---------- Texte fourni ----------

Le programme “Ecole Numérique” de Digital Wallonia, qui vise à (co-)financer l’équipement numérique (ordinateurs, dispositifs numériques divers, logiciels de gestion…) des écoles du primaire et du secondaire, fait peau neuve.
Gros marqueurs pour la version 2022 : une enveloppe sensiblement revue à la hausse et l’abandon du principe, jusqu’ici traditionnel voire sacro-saint, de l’appel à projets pour passer à une formule davantage structurelle et “lissée” dans le temps et en termes de procédures de sélection.
Commençons par l’aspect financier: là où les derniers budgets ne dépassant pas les 9 millions d’euros par an, le budget annuel, pour la période 2022-2026, passera à 24 millions par an.
Merci au Plan de Relance (régional) et au Plan pour la Reprise et la Résilience (national, aidé par l’Europe) qui ont permis de débloquer des fonds plus plantureux.
Au fil des ans, le programme Ecole Numérique a permis d’octroyer des équipements à quelque 2.440 bénéficiaires (équipes d’enseignants ou P.O. ayant au préalable préparé un projet pédagogique).
Total côté ordinateurs et dispositifs divers (tablettes, écrans connectés, logiciels de gestion…) ainsi financés et livrés: 48.000.
En dix ans, le budget total alloué s’est monté à 34 millions d’euros.
Pendant ces quatre ans, le Plan de Relance permettra de fournir des équipements informatiques et numériques pour quelque 2.500 projets pédagogiques et de financer le déploiement de 1.650 réseaux WiFi.
Quant au Plan pour la Reprise et la Résilience, il permettra de financer respectivement 650 projets pédagogiques et 1.350 réseaux WiFi.
La fin des appels à projets
Jusqu’ici, la sélection des établissements scolaires pouvant bénéficier du plan Ecole Numérique dépendait de l’introduction d’un projet pédagogique. Les candidatures étaient analysées par une cellule composée d’universitaires. L’enveloppe annuelle était alors divisée entre les projets retenus (jusqu’à 500 par an), dans les divers niveaux d’enseignement – fondamental, secondaire, promotion sociale.

---------- Enregistrements fournis ----------

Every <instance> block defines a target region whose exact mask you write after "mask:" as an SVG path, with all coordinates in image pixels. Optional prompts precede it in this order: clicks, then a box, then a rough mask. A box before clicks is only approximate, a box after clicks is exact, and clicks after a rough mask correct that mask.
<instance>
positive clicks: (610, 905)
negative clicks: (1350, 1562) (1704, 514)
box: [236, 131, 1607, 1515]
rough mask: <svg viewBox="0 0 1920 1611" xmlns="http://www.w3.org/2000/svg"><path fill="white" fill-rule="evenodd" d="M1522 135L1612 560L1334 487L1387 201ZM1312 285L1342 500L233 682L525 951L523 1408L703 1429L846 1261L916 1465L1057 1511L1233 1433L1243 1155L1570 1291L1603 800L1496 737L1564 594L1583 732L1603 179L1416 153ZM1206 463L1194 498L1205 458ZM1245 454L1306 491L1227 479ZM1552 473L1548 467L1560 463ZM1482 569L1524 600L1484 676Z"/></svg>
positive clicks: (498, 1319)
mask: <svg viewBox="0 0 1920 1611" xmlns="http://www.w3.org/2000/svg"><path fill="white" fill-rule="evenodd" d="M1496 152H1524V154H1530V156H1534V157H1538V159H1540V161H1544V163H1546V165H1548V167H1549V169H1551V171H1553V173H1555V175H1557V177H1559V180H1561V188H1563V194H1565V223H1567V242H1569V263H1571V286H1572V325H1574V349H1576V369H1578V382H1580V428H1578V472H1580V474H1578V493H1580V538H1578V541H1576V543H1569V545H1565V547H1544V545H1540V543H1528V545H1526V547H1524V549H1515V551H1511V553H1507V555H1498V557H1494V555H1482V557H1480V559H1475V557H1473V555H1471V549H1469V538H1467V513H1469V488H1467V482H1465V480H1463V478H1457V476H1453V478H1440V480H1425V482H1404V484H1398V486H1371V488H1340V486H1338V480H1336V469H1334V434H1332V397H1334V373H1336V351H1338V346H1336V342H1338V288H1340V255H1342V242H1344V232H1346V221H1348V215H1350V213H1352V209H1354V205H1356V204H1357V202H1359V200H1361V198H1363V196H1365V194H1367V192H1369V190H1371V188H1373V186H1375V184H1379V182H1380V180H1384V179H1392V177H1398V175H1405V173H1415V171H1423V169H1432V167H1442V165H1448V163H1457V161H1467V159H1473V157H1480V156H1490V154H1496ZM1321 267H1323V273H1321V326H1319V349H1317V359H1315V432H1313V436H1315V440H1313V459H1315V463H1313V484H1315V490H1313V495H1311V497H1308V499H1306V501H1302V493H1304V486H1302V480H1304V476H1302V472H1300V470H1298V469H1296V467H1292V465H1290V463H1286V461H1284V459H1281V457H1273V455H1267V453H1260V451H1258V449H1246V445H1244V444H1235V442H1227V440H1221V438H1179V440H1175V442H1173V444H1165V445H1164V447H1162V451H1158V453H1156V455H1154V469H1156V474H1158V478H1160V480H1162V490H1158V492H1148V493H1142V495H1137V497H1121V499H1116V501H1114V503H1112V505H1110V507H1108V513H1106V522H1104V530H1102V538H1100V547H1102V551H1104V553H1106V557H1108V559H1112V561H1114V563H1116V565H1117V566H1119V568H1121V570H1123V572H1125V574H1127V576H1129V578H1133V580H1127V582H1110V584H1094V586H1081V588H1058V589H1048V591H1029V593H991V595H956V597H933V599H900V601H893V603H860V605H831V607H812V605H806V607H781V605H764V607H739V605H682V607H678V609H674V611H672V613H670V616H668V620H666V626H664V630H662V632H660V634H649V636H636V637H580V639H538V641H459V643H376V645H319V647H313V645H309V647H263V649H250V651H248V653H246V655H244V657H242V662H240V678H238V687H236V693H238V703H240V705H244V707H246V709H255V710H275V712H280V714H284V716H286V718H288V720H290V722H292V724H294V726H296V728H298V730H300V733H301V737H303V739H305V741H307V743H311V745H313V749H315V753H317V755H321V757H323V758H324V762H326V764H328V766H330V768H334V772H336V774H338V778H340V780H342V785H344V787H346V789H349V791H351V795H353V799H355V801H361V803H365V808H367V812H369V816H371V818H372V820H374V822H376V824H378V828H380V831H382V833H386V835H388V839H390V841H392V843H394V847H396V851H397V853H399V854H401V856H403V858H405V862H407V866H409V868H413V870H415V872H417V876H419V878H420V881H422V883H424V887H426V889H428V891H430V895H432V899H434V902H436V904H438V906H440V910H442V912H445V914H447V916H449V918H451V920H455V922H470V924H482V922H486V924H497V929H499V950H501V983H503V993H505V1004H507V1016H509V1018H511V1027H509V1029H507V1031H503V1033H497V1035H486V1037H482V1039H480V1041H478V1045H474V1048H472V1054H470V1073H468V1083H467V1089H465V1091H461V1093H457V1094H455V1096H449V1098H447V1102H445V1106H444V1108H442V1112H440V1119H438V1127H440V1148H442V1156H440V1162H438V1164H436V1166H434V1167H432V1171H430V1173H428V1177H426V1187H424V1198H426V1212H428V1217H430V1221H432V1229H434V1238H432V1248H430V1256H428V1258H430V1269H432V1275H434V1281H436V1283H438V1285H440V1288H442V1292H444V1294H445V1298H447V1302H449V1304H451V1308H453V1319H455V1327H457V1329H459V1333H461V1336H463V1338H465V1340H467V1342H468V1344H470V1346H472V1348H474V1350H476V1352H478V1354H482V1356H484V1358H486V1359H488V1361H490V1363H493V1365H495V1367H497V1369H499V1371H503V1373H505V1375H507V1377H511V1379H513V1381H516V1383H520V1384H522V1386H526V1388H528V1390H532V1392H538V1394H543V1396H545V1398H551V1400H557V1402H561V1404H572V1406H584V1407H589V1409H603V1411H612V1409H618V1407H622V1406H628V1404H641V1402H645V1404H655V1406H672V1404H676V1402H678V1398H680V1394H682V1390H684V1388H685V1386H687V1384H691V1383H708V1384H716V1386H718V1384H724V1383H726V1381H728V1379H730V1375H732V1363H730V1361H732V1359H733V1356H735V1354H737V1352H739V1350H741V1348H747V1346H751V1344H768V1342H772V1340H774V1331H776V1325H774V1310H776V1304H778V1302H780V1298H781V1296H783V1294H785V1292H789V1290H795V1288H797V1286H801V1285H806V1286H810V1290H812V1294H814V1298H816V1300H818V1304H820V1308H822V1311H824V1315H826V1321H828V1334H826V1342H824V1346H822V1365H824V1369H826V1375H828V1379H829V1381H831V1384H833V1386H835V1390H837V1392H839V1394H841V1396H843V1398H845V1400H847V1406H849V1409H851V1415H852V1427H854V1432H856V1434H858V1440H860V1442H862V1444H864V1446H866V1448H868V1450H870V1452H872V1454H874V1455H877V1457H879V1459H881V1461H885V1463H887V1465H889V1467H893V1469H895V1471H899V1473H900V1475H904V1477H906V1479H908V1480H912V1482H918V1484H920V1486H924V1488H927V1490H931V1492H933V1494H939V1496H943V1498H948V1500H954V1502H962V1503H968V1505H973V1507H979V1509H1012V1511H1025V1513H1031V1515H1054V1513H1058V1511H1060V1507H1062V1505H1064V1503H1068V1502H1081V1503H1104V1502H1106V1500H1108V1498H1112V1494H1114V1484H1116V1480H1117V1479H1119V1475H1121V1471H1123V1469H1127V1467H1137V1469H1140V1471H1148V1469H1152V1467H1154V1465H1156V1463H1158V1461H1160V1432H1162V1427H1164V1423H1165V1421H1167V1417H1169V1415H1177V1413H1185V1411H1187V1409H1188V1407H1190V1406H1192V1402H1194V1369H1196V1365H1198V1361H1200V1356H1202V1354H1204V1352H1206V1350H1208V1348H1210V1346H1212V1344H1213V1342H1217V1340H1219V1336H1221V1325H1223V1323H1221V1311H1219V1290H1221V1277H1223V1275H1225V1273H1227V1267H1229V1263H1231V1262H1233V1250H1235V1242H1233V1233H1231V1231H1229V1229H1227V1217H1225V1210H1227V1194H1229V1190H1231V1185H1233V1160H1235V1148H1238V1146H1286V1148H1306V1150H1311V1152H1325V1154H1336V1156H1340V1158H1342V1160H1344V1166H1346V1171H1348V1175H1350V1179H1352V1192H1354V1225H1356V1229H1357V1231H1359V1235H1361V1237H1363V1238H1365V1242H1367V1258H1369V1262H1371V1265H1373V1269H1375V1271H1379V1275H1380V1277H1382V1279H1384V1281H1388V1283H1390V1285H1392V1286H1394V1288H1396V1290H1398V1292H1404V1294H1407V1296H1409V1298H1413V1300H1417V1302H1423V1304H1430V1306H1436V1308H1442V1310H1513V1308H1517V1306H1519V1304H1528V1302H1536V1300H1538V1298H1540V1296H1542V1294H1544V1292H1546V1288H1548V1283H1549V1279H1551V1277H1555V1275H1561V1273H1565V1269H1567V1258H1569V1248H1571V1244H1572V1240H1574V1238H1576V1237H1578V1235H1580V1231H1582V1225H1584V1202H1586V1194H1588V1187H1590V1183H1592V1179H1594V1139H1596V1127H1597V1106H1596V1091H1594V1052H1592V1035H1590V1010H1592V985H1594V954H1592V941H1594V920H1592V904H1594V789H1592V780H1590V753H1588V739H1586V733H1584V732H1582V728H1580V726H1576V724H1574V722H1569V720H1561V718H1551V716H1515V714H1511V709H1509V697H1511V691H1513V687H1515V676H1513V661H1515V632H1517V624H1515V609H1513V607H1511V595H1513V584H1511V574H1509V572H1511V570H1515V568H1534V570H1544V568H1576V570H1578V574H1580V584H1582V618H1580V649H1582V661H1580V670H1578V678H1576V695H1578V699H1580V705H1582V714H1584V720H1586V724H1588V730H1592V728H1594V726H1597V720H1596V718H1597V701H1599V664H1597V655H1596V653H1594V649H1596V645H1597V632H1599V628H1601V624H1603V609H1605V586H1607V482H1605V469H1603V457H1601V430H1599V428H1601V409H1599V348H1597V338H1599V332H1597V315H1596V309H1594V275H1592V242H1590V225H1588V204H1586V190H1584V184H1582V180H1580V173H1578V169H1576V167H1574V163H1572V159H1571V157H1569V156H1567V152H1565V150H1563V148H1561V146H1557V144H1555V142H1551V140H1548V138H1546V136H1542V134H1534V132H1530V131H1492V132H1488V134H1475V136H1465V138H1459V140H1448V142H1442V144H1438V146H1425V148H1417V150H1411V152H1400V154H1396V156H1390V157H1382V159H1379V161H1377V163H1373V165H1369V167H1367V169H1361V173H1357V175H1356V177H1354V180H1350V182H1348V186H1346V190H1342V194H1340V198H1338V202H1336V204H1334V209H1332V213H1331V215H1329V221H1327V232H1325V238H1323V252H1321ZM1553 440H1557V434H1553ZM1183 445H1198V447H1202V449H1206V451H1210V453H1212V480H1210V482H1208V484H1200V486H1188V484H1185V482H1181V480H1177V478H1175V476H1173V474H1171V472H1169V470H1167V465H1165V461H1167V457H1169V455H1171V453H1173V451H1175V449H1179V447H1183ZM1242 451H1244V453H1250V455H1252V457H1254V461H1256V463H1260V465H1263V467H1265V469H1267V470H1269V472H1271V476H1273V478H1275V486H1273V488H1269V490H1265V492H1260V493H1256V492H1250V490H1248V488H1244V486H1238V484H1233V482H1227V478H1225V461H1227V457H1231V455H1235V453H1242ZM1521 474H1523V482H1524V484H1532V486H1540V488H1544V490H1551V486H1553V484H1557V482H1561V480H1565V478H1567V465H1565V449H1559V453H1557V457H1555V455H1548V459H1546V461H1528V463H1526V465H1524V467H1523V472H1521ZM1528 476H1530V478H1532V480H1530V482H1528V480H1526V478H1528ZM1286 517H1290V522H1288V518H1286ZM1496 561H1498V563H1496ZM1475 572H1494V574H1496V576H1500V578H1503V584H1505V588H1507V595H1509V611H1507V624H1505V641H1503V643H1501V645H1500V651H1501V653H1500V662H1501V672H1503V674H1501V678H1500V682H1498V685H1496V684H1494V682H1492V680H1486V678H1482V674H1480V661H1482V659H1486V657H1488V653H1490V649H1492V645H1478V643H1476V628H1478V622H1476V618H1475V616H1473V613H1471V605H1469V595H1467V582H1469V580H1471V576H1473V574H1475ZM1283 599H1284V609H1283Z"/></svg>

----------

Travail demandé:
a – Répondez à ces questions sur le texte consacré au programme Ecole Numérique :
(i) Quel budget annuel est prévu pour la période 2022-2026 ?
(ii) Combien de réseaux WiFi le Plan pour la Reprise et la Résilience permettra-t-il de financer ?
(iii) Par qui les candidatures étaient-elles analysées jusqu'ici ?
b – Poursuivez le texte consacré au programme Ecole Numérique à partir de sa dernière phrase.
Les enregistrements proviennent d'une autre source que le texte.

Résultats obtenus:
a –
(i) 24 millions d'euros par an.
(ii) 1.350 réseaux WiFi.
(iii) Par une cellule composée d'universitaires.

b –
Lors de la dernier édition (2021), la sélection avait plus spécifiquement privilégié des établissements d’enseignement qui n’avaient encore jamais bénéficié de l’aide publique régionale. Par ailleurs, depuis quelque temps, la méthode avait fait l’objet de critiques et de réanalyses – notamment pour cause de lourdeur, de lenteur, de processus qui désavantageait des établissements moins versés dans l’art de la constitution de dossiers ou ne parvenant pas à monter des projets pédagogiques (la finalité concrète d’usage sur base des équipements espérés) qui soient suffisamment valables ou novateurs.
Voilà donc qu’à partir de cette année, le principe des appels à projet est remisé au placard en faveur d’une planification sur cinq ans et de l’attribution d’un “portefeuille de points”, alloué à chaque établissement. Portefeuille de points dans lequel il pourra puiser, à son rythme, tout au long de ces cinq ans, à condition d’avoir malgré tout identifié, monté et argumenté un projet pédagogique d’équipement et d’usage du numérique.
L’importance de ce portefeuille de points variera en fonction de la taille de l’établissement. Mais, insiste-t-on du côté de la Région, tous les établissements disposeront donc d’un budget d’équipements en solutions numériques (avec seuil minimal et maximal).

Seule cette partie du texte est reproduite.